* _Excerpt_:
================================

The upper airway of obstructive sleep apnoea patients is subjected to recurrent negative pressure swings promoting its collapse and reopening. The aim of the present study was to ascertain whether this mechanical stress induces upper airway inflammation in a rat model.

The upper airway of Sprague–Dawley rats was subjected to a periodic pattern of recurrent negative (-40 cmH2O, 1 s) and positive (4 cmH2O, 2 s) pressures inducing collapse and reopening for 5 h. Rats that were instrumented but not subjected to negative pressure swings were used as controls. The gene expression of the pro-inflammatory biomarkers macrophage inflammatory protein (MIP)-2, tumour necrosis factor (TNF)-α, interleukin (IL)-1β and P-selectin in the soft palate and larynx tissues was assessed by real-time PCR.

A marked overexpression of MIP-2, TNF-α, IL-1β and P-selectin (∼40-, 24-, 47- and 7-fold greater than controls, respectively) was observed in the larynx tissue; similar results were found in the soft palate tissue (∼14-, 7-, 35- and 11-fold greater than controls, respectively).

Recurrent upper airway collapse and reopening mimicking those experienced by obstructive sleep apnoea patients triggered an early local inflammatory process. These results could explain the inflammation observed in the upper airway of obstructive sleep apnoea patients.

  • Airway collapse
  • airway reopening
  • inflammation
  • negative pressure
  • obstructive sleep apnoea
  • upper airway

Obstructive sleep apnoea (OSA) syndrome is a prevalent disorder characterised by recurrent upper airway obstructions with associated oxygen desaturation and disruption of sleep architecture. These recurrent obstructions and the associated breathing disturbances are caused by an increased collapsibility of the upper airway in OSA patients. Specifically, the negative pressure, normally associated with the beginning of inspiration, promotes a reduction in the lumen of the abnormally compliant upper airway with a consequent increase in airflow resistance. Sustaining inspiration through an airway with increased resistance requires a more negative inspiratory pressure which, in turn, contributes to a progressive obstruction of the upper airway and finally to the obstructive apnoea 1, 2. The airway closure is resolved with the activation of the airway dilatory muscles caused by the patient's arousal.

================================

* _Stored data_:
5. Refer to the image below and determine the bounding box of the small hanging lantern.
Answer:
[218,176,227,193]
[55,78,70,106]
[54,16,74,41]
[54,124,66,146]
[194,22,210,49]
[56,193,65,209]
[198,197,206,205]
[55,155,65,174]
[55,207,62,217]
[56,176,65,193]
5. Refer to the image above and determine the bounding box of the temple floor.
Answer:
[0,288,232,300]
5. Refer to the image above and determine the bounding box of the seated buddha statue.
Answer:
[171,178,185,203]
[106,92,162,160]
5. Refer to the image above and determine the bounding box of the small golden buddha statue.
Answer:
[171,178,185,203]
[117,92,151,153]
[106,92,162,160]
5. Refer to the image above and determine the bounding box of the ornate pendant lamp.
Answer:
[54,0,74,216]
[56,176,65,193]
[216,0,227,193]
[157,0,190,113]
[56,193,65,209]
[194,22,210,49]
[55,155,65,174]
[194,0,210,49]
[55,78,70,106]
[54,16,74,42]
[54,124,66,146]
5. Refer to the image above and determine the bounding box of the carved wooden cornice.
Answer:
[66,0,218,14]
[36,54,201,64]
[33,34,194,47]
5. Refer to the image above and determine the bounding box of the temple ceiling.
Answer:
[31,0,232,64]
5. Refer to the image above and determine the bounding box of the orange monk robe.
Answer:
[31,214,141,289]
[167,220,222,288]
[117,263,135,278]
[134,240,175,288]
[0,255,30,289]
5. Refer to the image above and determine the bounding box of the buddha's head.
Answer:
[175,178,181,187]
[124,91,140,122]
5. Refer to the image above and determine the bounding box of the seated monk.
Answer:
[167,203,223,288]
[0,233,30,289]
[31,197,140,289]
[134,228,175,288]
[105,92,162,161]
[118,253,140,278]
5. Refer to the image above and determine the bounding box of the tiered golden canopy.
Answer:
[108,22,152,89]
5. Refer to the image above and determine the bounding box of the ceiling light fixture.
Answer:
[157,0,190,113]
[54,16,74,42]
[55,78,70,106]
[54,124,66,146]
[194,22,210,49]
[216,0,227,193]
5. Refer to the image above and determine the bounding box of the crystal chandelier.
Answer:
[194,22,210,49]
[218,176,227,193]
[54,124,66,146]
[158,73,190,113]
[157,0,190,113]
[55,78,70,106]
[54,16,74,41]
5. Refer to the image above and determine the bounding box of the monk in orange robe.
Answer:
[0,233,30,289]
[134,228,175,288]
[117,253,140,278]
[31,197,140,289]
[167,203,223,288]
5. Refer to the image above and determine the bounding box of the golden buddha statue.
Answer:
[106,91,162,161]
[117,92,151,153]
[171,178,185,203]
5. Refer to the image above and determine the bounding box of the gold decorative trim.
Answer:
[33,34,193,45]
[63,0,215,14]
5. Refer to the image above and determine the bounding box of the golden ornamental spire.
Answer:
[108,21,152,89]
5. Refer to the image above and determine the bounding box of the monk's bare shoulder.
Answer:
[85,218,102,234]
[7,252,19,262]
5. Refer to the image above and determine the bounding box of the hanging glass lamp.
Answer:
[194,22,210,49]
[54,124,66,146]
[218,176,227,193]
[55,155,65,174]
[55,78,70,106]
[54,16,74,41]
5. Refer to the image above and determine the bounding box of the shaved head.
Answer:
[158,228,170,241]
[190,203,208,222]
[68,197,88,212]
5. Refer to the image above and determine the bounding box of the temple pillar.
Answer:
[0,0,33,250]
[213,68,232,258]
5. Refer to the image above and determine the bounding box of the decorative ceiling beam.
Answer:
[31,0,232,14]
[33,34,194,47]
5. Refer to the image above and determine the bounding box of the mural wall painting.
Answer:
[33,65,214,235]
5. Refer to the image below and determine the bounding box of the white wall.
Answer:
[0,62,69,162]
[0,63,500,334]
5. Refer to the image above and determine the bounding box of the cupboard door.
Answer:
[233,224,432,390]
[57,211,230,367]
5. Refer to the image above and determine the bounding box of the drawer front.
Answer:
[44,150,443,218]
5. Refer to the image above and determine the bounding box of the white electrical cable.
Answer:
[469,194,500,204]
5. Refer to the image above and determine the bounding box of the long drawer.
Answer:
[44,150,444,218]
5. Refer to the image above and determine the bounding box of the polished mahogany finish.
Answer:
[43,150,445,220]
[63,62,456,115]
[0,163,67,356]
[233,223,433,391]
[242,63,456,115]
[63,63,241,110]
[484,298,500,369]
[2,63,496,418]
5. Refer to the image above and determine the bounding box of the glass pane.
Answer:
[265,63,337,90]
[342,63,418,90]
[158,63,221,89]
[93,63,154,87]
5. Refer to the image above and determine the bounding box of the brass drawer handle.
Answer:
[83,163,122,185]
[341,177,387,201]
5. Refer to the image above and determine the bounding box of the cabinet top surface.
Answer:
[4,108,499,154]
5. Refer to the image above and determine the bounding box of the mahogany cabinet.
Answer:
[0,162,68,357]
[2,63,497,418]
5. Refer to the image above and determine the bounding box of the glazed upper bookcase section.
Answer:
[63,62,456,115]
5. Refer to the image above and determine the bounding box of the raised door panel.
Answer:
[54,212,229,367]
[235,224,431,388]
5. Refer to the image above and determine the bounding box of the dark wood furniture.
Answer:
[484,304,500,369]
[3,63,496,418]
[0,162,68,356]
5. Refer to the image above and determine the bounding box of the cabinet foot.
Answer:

================================

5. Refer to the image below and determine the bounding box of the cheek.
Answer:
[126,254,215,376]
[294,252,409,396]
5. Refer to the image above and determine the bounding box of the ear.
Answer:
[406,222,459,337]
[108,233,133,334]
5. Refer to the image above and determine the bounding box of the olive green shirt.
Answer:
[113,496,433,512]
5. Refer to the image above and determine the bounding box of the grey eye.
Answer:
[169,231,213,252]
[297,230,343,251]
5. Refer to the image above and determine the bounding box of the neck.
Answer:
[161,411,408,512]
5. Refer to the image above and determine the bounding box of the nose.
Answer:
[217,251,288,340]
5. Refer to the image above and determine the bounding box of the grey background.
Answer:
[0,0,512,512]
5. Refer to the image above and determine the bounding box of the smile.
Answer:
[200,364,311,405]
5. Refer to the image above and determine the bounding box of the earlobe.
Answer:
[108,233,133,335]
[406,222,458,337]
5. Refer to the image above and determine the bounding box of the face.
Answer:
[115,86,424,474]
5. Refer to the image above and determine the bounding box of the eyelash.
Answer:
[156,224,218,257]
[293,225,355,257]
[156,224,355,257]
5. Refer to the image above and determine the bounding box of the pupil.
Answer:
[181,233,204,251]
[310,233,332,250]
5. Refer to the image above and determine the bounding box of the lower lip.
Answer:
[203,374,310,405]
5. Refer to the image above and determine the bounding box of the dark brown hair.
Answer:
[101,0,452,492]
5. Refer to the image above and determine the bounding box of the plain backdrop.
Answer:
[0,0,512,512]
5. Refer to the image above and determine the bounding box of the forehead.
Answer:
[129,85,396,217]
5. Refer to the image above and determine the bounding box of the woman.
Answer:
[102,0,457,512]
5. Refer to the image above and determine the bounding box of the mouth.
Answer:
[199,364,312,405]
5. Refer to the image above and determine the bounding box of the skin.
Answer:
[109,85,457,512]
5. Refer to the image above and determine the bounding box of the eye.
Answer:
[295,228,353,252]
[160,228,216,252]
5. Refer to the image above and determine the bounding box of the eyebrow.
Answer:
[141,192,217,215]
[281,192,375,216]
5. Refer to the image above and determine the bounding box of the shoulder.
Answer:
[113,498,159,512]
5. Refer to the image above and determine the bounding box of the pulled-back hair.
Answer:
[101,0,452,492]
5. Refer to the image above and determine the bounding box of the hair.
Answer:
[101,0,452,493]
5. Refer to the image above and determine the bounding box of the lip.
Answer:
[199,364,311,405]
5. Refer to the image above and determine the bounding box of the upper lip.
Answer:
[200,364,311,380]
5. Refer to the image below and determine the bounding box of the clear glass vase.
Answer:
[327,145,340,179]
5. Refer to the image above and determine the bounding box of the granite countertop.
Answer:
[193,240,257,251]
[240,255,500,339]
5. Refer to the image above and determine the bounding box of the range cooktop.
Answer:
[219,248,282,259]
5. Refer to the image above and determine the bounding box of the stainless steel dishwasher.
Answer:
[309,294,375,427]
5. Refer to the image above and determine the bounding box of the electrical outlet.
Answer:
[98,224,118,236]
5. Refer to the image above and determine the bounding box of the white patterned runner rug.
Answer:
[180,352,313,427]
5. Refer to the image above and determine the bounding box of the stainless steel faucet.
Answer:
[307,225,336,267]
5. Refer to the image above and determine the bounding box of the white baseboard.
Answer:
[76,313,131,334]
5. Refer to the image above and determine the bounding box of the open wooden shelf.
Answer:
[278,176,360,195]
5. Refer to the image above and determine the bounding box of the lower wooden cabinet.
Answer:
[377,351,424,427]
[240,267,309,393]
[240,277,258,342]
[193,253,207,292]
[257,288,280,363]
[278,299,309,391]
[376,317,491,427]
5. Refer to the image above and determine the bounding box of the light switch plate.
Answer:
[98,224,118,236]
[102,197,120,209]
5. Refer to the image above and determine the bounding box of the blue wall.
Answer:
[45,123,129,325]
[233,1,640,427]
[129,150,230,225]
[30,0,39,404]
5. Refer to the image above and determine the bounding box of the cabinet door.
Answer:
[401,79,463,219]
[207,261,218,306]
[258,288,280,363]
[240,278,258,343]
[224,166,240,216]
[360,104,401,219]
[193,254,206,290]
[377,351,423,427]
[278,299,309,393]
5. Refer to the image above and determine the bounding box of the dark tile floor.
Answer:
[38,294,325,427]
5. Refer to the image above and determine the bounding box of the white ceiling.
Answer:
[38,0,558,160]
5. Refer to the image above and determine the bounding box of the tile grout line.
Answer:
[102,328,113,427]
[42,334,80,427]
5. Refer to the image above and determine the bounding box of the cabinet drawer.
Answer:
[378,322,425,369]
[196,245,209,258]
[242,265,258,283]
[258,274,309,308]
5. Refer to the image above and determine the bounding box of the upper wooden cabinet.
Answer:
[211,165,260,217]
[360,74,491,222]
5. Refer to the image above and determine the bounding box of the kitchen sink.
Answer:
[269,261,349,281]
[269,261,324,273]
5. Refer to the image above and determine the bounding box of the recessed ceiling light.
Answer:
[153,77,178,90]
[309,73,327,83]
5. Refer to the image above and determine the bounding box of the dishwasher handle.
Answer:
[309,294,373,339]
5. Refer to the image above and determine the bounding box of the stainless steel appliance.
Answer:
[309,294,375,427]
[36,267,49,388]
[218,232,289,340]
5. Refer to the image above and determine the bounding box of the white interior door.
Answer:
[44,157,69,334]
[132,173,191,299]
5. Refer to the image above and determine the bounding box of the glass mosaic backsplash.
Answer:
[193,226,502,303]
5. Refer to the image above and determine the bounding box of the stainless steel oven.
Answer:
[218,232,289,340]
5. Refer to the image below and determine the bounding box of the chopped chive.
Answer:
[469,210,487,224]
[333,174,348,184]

================================

* _The task_: Please state how long the rats' upper airway was subjected to the pattern of negative and positive pressures in the excerpt on upper airway collapse in rats. The rows are separate material, unrelated to the excerpt on upper airway collapse in rats.

* _Exercise solution_: For 5 hours.